Aim of the exercise >> Each record must be retyped in full. No character may differ.

'''

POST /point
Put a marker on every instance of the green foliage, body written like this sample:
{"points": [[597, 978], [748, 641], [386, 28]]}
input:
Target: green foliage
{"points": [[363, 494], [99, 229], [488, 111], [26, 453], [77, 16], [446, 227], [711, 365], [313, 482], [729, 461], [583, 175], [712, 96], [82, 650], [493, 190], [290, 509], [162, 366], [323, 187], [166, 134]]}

'''

Result >>
POST /point
Put a marker on every instance of the green foliage, body written like this sample:
{"points": [[597, 978], [748, 641], [386, 28]]}
input:
Target: green foliage
{"points": [[363, 494], [99, 229], [488, 111], [26, 453], [77, 16], [446, 227], [711, 365], [313, 482], [729, 461], [583, 175], [712, 96], [82, 650], [493, 190], [290, 509], [162, 366], [323, 187], [166, 134]]}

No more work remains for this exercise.